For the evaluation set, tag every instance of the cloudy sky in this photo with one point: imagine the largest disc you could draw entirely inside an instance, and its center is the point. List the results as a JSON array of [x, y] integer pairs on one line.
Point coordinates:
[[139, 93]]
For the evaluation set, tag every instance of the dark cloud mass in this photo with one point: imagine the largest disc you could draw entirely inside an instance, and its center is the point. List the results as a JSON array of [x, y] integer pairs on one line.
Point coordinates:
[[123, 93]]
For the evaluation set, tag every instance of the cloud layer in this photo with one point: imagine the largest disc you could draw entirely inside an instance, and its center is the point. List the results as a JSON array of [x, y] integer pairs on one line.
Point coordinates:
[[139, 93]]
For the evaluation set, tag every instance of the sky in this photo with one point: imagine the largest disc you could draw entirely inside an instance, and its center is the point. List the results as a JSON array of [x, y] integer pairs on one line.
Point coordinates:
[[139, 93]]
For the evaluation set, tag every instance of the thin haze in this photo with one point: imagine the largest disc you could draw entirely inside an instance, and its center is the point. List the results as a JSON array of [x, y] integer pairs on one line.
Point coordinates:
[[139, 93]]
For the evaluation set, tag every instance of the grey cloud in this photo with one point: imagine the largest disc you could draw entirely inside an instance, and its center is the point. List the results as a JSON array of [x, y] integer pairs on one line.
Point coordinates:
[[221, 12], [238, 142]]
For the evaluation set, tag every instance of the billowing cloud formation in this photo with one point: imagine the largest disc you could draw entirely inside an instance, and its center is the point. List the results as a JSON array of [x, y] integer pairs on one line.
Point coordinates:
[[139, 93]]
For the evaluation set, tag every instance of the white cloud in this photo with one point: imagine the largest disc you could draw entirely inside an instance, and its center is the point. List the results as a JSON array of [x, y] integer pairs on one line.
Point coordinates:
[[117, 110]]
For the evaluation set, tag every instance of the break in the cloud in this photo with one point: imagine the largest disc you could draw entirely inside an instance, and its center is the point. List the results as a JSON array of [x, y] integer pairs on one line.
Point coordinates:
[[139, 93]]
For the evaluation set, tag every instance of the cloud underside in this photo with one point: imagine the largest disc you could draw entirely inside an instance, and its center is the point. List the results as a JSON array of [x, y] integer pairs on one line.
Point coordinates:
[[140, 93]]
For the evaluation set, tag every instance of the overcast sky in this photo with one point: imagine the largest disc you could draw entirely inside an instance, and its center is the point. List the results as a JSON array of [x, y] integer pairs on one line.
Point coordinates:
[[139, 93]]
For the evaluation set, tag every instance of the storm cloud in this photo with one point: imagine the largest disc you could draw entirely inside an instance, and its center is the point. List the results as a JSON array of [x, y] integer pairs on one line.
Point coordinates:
- - - - - - -
▶ [EXERCISE GOAL]
Transcribe all of the data above line by line, without changing a single character.

▶ [OUTPUT FOR THIS EXERCISE]
For the evaluation set, tag every instance of the cloudy sky in this photo with one point: imagine the largest disc you could draw entirely inside an instance, and its center is the point. List the results as a JSON array of [x, y] integer pairs on one line.
Point coordinates:
[[139, 93]]
For the evaluation set, tag every instance of the dark cloud mass in this photo with one point: imagine the largest disc you could draw entirely inside an instance, and its center is the point. List the results as a JSON array of [x, y] integer pairs on one line.
Point coordinates:
[[123, 93]]
For the evaluation set, tag every instance of the cloud layer in this photo with one point: imagine the largest disc you could draw entirely inside an instance, and its center is the point. List the results as a JSON array of [x, y] integer pairs on one line.
Point coordinates:
[[139, 93]]
For the evaluation set, tag every instance of the sky in this photo with one point: imagine the largest disc you could draw entirely inside an instance, and its center is the point. List the results as a JSON array of [x, y] integer pairs on one line.
Point coordinates:
[[139, 93]]
For the evaluation set, tag every instance of the thin haze in this photo with one point: imagine the largest disc you could draw entirely inside an instance, and its center is the point. List the results as a JSON array of [x, y] integer pairs on one line.
Point coordinates:
[[139, 93]]
For the evaluation set, tag every instance of the grey cloud in this photo with one point: imagine the largest disc you could draw entirely inside an instance, and its center is the point. List the results as a JSON array of [x, y] integer pairs on one line.
Point coordinates:
[[221, 12], [238, 142]]
For the evaluation set, tag every instance of the billowing cloud formation in this photo with one point: imagine the largest disc you could draw entirely inside an instance, and its center is the point. List the results as a JSON array of [x, y] integer pairs on one line.
Point coordinates:
[[139, 93]]
For the evaluation set, tag every instance of the white cloud in this photo with one point: imagine the largest disc you could draw entirely inside an instance, and its center is the point. List the results as a JSON array of [x, y] integer pairs on one line.
Point coordinates:
[[117, 110]]
For the evaluation set, tag every instance of the break in the cloud in this photo with one point: imagine the largest disc you could draw entirely inside an instance, and its center is the point. List the results as a JSON array of [x, y] integer pairs on one line.
Point coordinates:
[[139, 93]]
For the evaluation set, tag every instance of the cloud underside in this photo with one point: imagine the largest disc you could draw entirely inside an instance, and its center is the point. List the results as a JSON array of [x, y] integer pairs on one line.
Point coordinates:
[[140, 93]]
For the evaluation set, tag every instance of the overcast sky in this photo with one point: imagine the largest disc you could draw entirely inside an instance, and its center is the point. List the results as a JSON array of [x, y] integer pairs on one line.
Point coordinates:
[[139, 93]]
For the evaluation set, tag every instance of the storm cloud in this photo with one point: imagine the largest disc you could draw entirely inside an instance, and its center is the point. List the results as a JSON array of [x, y] integer pairs on one line.
Point coordinates:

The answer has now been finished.